Extrait présenté:
II. La portée du contrôle juridictionnel pour l’effectivité du droit de l’Union
En rappelant fermement un État membre à ses obligations, la Cour de justice ne tranche pas seulement un litige particulier. Elle réaffirme son rôle de gardienne de l’application uniforme du droit de l’Union (A) et renforce par là même la protection des politiques environnementales de l’Union (B).
A. La garantie de l’application uniforme du droit de l’Union
L’ordre juridique de l’Union repose sur le principe fondamental d’une application uniforme sur l’ensemble de son territoire. Si chaque État membre pouvait décider souverainement de l’intensité et du calendrier d’application des règles communes, les fondements mêmes de l’Union, notamment le marché intérieur et les politiques communes, seraient compromis. Le recours en manquement est l’outil juridictionnel par excellence pour prévenir une telle fragmentation du droit.
Cette décision, bien que rendue dans un domaine spécifique, a une portée générale. Elle rappelle à tous les États membres que les délais de mise en conformité fixés par le législateur de l’Union ne sont pas indicatifs mais impératifs. En refusant de tolérer des retards, même pour des infrastructures existantes, la Cour garantit des conditions de concurrence équitables entre les opérateurs économiques des différents États et assure que tous les citoyens de l’Union bénéficient d’un niveau de protection équivalent, tel que défini par les directives.

Entrées d’un jeu d’annotations par points
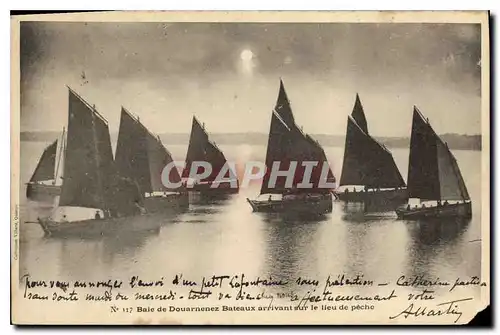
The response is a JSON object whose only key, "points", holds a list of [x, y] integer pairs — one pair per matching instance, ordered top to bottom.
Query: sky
{"points": [[227, 74]]}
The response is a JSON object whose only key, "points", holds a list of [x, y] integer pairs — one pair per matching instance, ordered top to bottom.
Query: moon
{"points": [[246, 55]]}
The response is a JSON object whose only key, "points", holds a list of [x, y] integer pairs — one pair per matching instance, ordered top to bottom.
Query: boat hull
{"points": [[222, 189], [42, 192], [382, 196], [170, 203], [321, 204], [450, 210], [99, 227]]}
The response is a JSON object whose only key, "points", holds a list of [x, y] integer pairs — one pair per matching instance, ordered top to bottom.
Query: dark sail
{"points": [[283, 107], [358, 115], [287, 143], [278, 147], [202, 149], [141, 156], [367, 162], [88, 166], [45, 169], [423, 173], [433, 173]]}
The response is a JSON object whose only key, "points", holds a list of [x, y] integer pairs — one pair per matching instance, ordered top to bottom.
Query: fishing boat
{"points": [[288, 144], [141, 157], [369, 166], [434, 178], [221, 180], [45, 183], [94, 198]]}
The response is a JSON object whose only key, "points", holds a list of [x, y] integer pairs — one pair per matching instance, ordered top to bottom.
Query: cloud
{"points": [[188, 68]]}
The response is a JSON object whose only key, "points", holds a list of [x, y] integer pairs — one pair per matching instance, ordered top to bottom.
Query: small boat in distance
{"points": [[287, 144], [201, 149], [141, 157], [368, 163], [434, 177], [45, 183], [95, 199]]}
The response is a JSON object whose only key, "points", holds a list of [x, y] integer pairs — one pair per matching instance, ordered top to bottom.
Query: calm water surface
{"points": [[228, 238]]}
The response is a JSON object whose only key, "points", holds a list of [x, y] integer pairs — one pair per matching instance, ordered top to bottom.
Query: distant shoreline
{"points": [[454, 141]]}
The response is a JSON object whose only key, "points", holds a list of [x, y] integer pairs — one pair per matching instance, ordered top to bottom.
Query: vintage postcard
{"points": [[250, 168]]}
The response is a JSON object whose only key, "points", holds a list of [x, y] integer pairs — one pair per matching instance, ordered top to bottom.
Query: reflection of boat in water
{"points": [[288, 146], [202, 150], [142, 157], [369, 164], [433, 176], [45, 183], [94, 198], [360, 212], [437, 231], [291, 247], [436, 247]]}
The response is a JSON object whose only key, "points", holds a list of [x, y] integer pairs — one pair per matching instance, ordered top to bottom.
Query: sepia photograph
{"points": [[250, 168]]}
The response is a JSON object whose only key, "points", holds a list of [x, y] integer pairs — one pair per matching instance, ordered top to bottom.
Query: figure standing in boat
{"points": [[206, 170], [298, 178], [434, 178]]}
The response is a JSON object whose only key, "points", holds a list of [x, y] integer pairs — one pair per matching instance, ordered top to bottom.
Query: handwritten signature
{"points": [[444, 308]]}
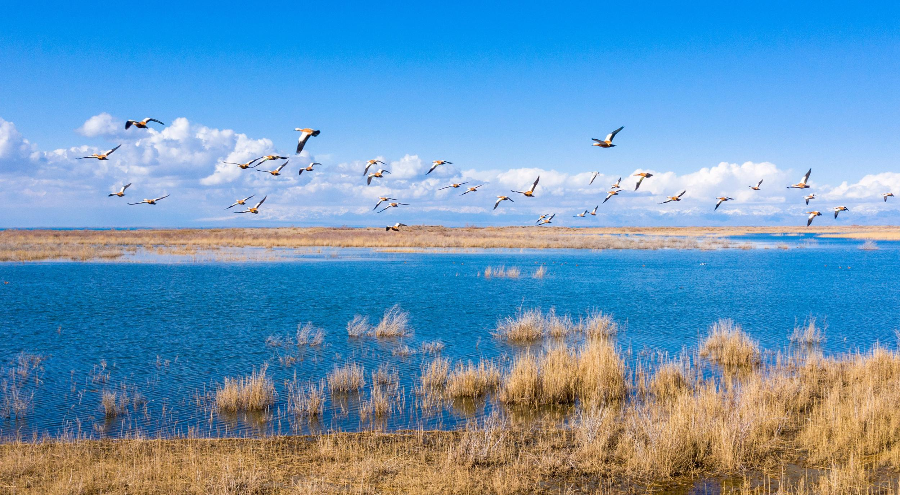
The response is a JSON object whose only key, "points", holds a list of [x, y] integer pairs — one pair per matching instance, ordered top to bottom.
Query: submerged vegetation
{"points": [[571, 412]]}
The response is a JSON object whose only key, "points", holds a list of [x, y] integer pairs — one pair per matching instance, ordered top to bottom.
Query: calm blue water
{"points": [[171, 331]]}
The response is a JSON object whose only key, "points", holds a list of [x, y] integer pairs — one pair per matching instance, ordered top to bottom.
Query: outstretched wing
{"points": [[613, 133]]}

Exercice court A: Relevez, dans l’extrait sur le contrôle juridictionnel, tous les verbes conjugués dont la Cour de justice est le sujet.
Exercice court B: D’après l’extrait sur le contrôle juridictionnel, quel est l’outil juridictionnel par excellence pour prévenir la fragmentation du droit ?
Exercice court C: Poursuivez l’extrait sur le contrôle juridictionnel à partir de sa dernière phrase.

Réponse A: tranche, réaffirme, renforce, garantit, assure

Réponse B: Le recours en manquement.

Réponse C:
B. La protection renforcée des politiques environnementales de l’Union
La politique environnementale de l’Union est l’une des plus ambitieuses au monde, mais son succès dépend entièrement de sa mise en œuvre effective par les États membres. Les normes relatives à la gestion des déchets, à la qualité de l’air ou de l’eau nécessitent souvent des investissements importants et des adaptations structurelles complexes. La tentation peut être grande pour un État de retarder l’application de ces normes pour des raisons économiques ou administratives.
En constatant le manquement dans la présente affaire, la Cour envoie un signal fort. Elle indique que les impératifs de protection de l’environnement et de la santé humaine, qui sous-tendent la directive sur les décharges, ne sauraient être subordonnés à d’autres considérations. La fermeté du contrôle juridictionnel est donc indispensable pour surmonter l’inertie des États et pour garantir que les objectifs environnementaux de l’Union ne restent pas lettre morte. Cette jurisprudence contribue ainsi directement à l’effectivité d’une politique essentielle pour le bien-être présent et futur des citoyens européens.